Region labeling entries:
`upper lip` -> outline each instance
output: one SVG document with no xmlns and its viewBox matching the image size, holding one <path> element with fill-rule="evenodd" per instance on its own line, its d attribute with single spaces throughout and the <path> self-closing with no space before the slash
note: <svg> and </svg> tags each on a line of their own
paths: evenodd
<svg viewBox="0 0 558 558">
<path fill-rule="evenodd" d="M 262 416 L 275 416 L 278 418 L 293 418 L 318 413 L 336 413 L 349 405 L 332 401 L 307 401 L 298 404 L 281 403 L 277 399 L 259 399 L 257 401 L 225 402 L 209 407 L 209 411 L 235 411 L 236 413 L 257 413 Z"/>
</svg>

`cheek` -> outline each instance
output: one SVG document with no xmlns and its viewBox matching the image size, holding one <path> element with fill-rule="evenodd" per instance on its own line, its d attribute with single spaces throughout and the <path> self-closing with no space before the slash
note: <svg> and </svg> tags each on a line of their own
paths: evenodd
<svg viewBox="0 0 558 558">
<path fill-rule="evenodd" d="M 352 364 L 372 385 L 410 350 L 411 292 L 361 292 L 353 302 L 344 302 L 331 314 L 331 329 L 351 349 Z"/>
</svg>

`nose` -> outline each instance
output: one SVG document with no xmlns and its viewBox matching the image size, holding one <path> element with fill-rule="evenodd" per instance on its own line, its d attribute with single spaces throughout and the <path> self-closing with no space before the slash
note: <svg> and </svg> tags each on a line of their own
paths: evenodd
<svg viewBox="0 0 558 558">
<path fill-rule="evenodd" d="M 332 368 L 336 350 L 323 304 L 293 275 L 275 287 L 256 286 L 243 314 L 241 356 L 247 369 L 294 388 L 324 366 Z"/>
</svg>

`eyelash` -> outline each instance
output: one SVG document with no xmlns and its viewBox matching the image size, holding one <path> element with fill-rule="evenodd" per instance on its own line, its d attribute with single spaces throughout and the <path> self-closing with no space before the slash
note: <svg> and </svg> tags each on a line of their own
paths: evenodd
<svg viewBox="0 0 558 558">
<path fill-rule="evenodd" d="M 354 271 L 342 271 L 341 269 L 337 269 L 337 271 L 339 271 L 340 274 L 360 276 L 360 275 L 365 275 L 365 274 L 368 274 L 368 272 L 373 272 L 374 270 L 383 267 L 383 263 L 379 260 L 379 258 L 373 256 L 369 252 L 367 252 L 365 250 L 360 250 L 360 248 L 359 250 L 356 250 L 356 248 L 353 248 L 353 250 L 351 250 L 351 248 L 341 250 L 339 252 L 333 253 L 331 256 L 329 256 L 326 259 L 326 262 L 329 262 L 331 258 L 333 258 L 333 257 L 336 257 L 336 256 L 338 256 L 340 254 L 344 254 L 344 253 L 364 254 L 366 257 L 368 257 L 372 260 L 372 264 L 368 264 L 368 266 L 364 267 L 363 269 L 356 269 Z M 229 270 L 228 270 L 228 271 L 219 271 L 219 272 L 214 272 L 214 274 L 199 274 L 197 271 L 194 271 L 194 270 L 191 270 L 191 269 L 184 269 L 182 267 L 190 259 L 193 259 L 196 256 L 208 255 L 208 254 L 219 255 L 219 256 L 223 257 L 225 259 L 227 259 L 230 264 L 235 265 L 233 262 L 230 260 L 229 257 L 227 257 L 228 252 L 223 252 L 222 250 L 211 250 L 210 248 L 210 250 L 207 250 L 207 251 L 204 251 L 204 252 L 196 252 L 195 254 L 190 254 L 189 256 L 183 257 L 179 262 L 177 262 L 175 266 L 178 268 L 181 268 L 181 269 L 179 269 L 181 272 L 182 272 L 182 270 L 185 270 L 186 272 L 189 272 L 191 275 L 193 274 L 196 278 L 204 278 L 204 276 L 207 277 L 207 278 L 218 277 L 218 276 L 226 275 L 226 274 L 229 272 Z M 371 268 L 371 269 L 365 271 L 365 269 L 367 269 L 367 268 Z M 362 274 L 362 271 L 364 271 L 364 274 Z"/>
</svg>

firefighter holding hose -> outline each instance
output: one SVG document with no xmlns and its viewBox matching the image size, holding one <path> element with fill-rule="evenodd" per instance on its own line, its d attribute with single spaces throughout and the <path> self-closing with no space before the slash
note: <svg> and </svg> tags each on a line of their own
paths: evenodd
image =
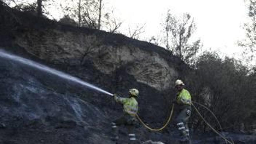
<svg viewBox="0 0 256 144">
<path fill-rule="evenodd" d="M 177 91 L 173 100 L 177 104 L 178 114 L 175 119 L 176 126 L 180 132 L 181 143 L 187 143 L 189 142 L 189 133 L 188 126 L 189 119 L 191 115 L 191 96 L 189 92 L 184 88 L 185 85 L 180 80 L 177 79 L 175 82 L 175 88 Z"/>
<path fill-rule="evenodd" d="M 129 90 L 129 97 L 122 97 L 114 95 L 115 101 L 123 105 L 124 114 L 122 115 L 111 122 L 112 135 L 111 140 L 117 141 L 118 136 L 118 126 L 124 125 L 127 127 L 128 131 L 129 144 L 135 143 L 136 140 L 134 132 L 135 125 L 136 122 L 136 116 L 138 111 L 138 103 L 136 98 L 139 95 L 139 91 L 135 88 Z"/>
</svg>

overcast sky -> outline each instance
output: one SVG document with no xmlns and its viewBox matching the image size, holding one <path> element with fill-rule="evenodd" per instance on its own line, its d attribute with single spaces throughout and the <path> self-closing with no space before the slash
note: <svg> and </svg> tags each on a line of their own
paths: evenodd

__Work instructions__: Give every line of the entries above as a numbered list, with blank lines dropped. Leave the pictures out of your answer.

__Output of the exercise__:
1. `upper lip` -> outline each instance
2. output: one SVG document with no xmlns and its viewBox matching the image size, holding one <path> element with fill-rule="evenodd" per instance on its own line, its d attribute with single spaces throughout and the <path> self-closing with no space before the slash
3. note: <svg> and </svg> tags each on a line of their own
4. paths: evenodd
5. <svg viewBox="0 0 558 558">
6. <path fill-rule="evenodd" d="M 262 416 L 275 416 L 278 418 L 293 418 L 318 413 L 336 413 L 349 405 L 332 401 L 307 401 L 298 404 L 281 403 L 277 399 L 259 399 L 257 401 L 225 402 L 209 407 L 209 411 L 235 411 L 236 413 L 257 413 Z"/>
7. </svg>
8. `cheek` -> outline each instance
9. output: one SVG document with no xmlns and its viewBox matching the image size, holding one <path> element with fill-rule="evenodd" per instance on its own line, its d attribute with single spaces throughout and the <path> self-closing with no space before the slash
10. note: <svg> and </svg> tags each on a line of their own
11. paths: evenodd
12. <svg viewBox="0 0 558 558">
13. <path fill-rule="evenodd" d="M 352 364 L 372 385 L 410 350 L 411 292 L 361 292 L 353 302 L 344 302 L 331 314 L 331 329 L 351 349 Z"/>
14. </svg>
15. `nose` -> outline each instance
16. output: one SVG document with no xmlns and its viewBox matching the image size, holding one <path> element with fill-rule="evenodd" per instance on its own line, its d attribute with single spaces throughout and the <path> self-closing with no space before the slash
17. note: <svg> and </svg> tags each on a line of their own
18. paths: evenodd
19. <svg viewBox="0 0 558 558">
20. <path fill-rule="evenodd" d="M 332 368 L 336 350 L 323 304 L 293 275 L 275 287 L 256 286 L 243 314 L 241 356 L 247 369 L 294 388 L 324 366 Z"/>
21. </svg>
22. `eyelash` -> outline each instance
23. output: one SVG document with no xmlns and its viewBox matching the image size, holding one <path> element with fill-rule="evenodd" per instance on its own line, its d attribute with single spaces throughout and the <path> self-closing with no space before the slash
24. note: <svg> and </svg> tags each on a line of their own
25. paths: evenodd
26. <svg viewBox="0 0 558 558">
27. <path fill-rule="evenodd" d="M 354 271 L 342 271 L 341 269 L 337 269 L 337 271 L 339 271 L 340 274 L 360 276 L 360 275 L 365 275 L 365 274 L 368 274 L 368 272 L 373 272 L 374 270 L 383 267 L 383 263 L 379 260 L 379 258 L 373 256 L 369 252 L 367 252 L 365 250 L 360 250 L 360 248 L 359 250 L 356 250 L 356 248 L 353 248 L 353 250 L 351 250 L 351 248 L 341 250 L 339 252 L 333 253 L 331 256 L 329 256 L 326 259 L 326 262 L 329 262 L 331 258 L 333 258 L 333 257 L 336 257 L 336 256 L 338 256 L 340 254 L 344 254 L 344 253 L 364 254 L 366 257 L 368 257 L 372 260 L 372 264 L 368 264 L 368 266 L 364 267 L 363 269 L 356 269 Z M 229 270 L 228 270 L 228 271 L 219 271 L 219 272 L 214 272 L 214 274 L 199 274 L 197 271 L 194 271 L 194 270 L 191 270 L 191 269 L 184 269 L 182 267 L 190 259 L 193 259 L 196 256 L 208 255 L 208 254 L 219 255 L 219 256 L 223 257 L 225 259 L 227 259 L 230 264 L 235 265 L 233 262 L 230 260 L 229 257 L 227 257 L 228 252 L 223 252 L 222 250 L 211 250 L 210 248 L 210 250 L 207 250 L 207 251 L 204 251 L 204 252 L 196 252 L 195 254 L 190 254 L 189 256 L 183 257 L 179 262 L 177 262 L 175 266 L 178 268 L 181 268 L 181 269 L 179 269 L 181 272 L 182 272 L 182 270 L 185 270 L 186 272 L 189 272 L 191 275 L 193 274 L 196 278 L 204 278 L 204 276 L 207 277 L 207 278 L 218 277 L 218 276 L 226 275 L 226 274 L 229 272 Z M 371 268 L 371 269 L 365 271 L 365 269 L 367 269 L 367 268 Z M 362 274 L 362 271 L 364 271 L 364 274 Z"/>
28. </svg>
29. firefighter holding hose -> outline each instance
30. output: one SVG document with no xmlns and its viewBox matching the image size, holding one <path> element with fill-rule="evenodd" per instance on its own line, its d attribute with single spaces throughout and the <path> self-closing with no space before the slash
31. note: <svg> and </svg> tags each on a line of their own
32. paths: evenodd
33. image =
34. <svg viewBox="0 0 256 144">
35. <path fill-rule="evenodd" d="M 177 91 L 173 100 L 177 104 L 178 114 L 175 119 L 176 126 L 180 132 L 181 143 L 187 143 L 189 142 L 189 133 L 188 126 L 189 119 L 191 115 L 191 96 L 189 92 L 184 88 L 185 85 L 180 80 L 177 79 L 175 82 L 175 88 Z"/>
36. <path fill-rule="evenodd" d="M 129 90 L 129 97 L 122 97 L 114 95 L 115 101 L 123 105 L 124 114 L 122 115 L 111 122 L 112 135 L 111 140 L 117 141 L 118 136 L 118 126 L 124 125 L 127 127 L 128 131 L 129 144 L 135 143 L 136 140 L 134 132 L 135 125 L 136 122 L 136 116 L 138 111 L 138 103 L 136 98 L 139 95 L 139 91 L 135 88 Z"/>
37. </svg>
38. overcast sky -> outline each instance
39. output: one SVG document with no xmlns and its viewBox matching the image size, holding one <path> element with fill-rule="evenodd" per instance on its own line, its d attribute with single spaces throughout and the <path> self-closing with no space before the slash
40. note: <svg> and </svg> tags each on a line of their own
41. paths: evenodd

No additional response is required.